• **Texto proporcionado**
####################
El independentismo en su conjunto, aunque hay algunas excepciones, sostiene que no ha pasado prácticamente nada en los últimos diez años. Que ni la economía catalana ni la barcelonesa se vieron afectadas por esa situación política. Pero en términos económicos existe lo que se conoce como lucro cesante. Las inversiones que pudieron haber llegado y no se concretaron. Lo que se pudo haber ideado entre todos, con el esfuerzo de muchos sectores y que no fue posible. Luego llegó la pandemia del Covid, y todo se agravó con una forma de gobernar la ciudad que irritaba al mundo económico. Entre la anterior alcaldesa, Ada Colau, y esos sectores no había apenas interlocución.

Sin embargo, al final de su mandato, y con la influencia del área económica del Ayuntamiento, en manos del PSC, se alcanzó un acuerdo con los organizadores de la Copa América. Se trataba de un evento de enorme proyección internacional. La ciudad se agarró a ello, con empresarios que avalaron la operación, y con instituciones como Barcelona Global.

Más allá de la propia competición deportiva, y de las inversiones que ya estaban previstas para poner al día el Port Vell, la Copa América ha servido para recuperar la autoestima, para relanzar la ciudad en el concierto internacional. Fruto de esa insistencia, de esa voluntad política –se denomina diplomacia económica—Barcelona será también el escenario en los próximos años del inicio del Tour de France o del Congreso Internacional de Arquitectura.

Barcelona está ya en otro momento, muy distinto al que se vivió entre 2015 y 2022. Hay inversiones, ilusión. ¿Problemas? También, claro, y el principal es la falta de vivienda, y el debate sobre cómo se puede regular bien el turismo, que supone casi el 15% del PIB de la ciudad.

Por ello, lo que suceda ahora con la posible sede de la Copa América, que celebrará otra edición en 2026 ya no es tan acuciante para la capital catalana. Puede albergar la carrera dentro de dos años, pero la organización y lo que pueda resultar para los barceloneses será muy diferente.

Porque el CEO del Emirates Team New Zeeland, Grant Dalton, también sale de otra manera de la Copa América. El legado para él ha sido inesperado: en Barcelona ha habido una competición femenina, por primera vez, una ‘regata cultural’, con actos artísticos en la playa y en el Eixample, y un acuerdo para que las escuelas puedan organizar cursos de vela.

La Copa América ha supuesto un trampolín para Barcelona, pero también para Grant Dalton, que tenía otra idea de su propia competición. Dalton ha aprendido que en muchos países hay distintas administraciones. Que se debe dialogar y ceder, ofrecer ideas y alternativas. Porque su relación inicial no fue fácil. Pedía un único interlocutor, pero estaba el Ayuntamiento, el Puerto de Barcelona, la Generalitat y el Gobierno de España.

El evento ha finalizado, con su equipo como ganador absoluto. Y con la conclusión de que Barcelona ha sido “fantástica”.

Ahora queda lo más difícil. Barcelona ha logrado lo que pretendía, pese a que la Copa América no haya colmado todas las expectativas, especialmente la de los restauradores. Y Dalton ha obtenido una proyección enorme de su competición, más terrenal, no únicamente crematística. Bella. En una ciudad envidiada. En su tejado está ahora apostar por esa senda, o buscar –y no le faltarán novias—una ganancia mayor.
####################
• **Requisitos de la tarea**
Extrae sin cambios el fragmento del texto sobre Barcelona y la Copa América que empieza en "Sin embargo, al" y termina en "como Barcelona Global.".

• **Datos para análisis**
####################
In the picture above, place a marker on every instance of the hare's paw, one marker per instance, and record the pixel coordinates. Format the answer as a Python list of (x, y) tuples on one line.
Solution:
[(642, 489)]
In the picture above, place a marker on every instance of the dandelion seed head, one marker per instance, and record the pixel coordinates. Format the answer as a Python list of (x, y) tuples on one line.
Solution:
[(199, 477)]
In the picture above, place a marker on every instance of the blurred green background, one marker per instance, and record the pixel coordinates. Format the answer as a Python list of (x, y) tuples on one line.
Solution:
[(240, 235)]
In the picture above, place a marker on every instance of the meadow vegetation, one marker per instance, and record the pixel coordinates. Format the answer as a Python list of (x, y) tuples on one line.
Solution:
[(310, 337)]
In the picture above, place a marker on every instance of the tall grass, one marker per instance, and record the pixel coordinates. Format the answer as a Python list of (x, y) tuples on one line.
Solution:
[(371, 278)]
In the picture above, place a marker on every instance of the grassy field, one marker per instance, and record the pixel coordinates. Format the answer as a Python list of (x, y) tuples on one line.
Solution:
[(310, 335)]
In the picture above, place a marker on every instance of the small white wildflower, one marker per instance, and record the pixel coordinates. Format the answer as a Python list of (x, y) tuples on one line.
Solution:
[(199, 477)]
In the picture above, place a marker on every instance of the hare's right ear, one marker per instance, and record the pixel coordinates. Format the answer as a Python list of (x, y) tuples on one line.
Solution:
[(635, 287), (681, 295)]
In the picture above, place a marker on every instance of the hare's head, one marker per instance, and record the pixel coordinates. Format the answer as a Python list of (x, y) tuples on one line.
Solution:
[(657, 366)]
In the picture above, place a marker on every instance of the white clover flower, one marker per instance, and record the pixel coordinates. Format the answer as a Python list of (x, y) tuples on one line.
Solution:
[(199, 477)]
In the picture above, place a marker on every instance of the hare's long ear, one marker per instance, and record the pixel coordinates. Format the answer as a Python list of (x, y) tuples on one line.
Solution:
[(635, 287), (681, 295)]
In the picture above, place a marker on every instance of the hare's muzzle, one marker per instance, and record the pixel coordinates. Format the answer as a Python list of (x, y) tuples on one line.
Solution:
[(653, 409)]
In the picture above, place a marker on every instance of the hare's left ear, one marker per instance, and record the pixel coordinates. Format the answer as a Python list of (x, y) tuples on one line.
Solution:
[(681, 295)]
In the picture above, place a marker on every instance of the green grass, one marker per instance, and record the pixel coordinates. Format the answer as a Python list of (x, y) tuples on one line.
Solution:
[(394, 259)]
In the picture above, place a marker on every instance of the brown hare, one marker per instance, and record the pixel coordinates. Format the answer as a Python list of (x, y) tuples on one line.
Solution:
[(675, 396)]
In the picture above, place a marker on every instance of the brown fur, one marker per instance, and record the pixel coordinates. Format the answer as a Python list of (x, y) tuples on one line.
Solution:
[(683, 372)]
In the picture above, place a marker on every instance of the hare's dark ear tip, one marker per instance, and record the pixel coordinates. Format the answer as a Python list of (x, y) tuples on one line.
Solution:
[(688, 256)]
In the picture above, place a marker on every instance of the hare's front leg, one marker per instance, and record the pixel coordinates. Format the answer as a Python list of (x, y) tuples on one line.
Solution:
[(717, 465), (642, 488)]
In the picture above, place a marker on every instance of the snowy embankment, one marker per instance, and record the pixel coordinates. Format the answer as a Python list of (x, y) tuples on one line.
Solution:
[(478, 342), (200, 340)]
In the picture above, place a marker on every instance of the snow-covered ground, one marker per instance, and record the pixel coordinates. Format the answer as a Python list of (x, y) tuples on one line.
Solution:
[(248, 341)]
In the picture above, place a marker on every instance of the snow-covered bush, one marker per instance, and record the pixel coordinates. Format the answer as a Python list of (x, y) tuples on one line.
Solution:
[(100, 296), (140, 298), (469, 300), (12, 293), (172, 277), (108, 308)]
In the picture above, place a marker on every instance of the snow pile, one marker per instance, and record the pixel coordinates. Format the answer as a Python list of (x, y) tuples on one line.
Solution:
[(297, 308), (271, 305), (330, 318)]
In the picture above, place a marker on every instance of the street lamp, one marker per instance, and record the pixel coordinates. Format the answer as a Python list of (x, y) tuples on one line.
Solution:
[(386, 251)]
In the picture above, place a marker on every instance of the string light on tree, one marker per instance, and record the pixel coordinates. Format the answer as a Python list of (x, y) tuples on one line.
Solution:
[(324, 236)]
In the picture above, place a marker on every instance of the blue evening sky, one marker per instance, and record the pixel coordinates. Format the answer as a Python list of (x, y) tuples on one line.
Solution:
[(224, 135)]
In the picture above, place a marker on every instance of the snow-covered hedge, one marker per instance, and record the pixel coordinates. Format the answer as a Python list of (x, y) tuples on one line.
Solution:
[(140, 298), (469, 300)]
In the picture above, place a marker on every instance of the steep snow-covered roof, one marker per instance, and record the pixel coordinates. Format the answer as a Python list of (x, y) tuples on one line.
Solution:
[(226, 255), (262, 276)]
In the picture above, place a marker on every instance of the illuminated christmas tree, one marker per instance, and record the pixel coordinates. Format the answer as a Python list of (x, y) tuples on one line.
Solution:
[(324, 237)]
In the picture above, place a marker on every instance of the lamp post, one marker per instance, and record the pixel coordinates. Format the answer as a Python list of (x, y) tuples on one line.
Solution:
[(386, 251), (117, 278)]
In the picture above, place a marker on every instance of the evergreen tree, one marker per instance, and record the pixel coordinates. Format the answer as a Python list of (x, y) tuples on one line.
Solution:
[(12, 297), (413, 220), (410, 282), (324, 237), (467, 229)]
####################
• **Respuesta**
Sin embargo, al final de su mandato, y con la influencia del área económica del Ayuntamiento, en manos del PSC, se alcanzó un acuerdo con los organizadores de la Copa América. Se trataba de un evento de enorme proyección internacional. La ciudad se agarró a ello, con empresarios que avalaron la operación, y con instituciones como Barcelona Global.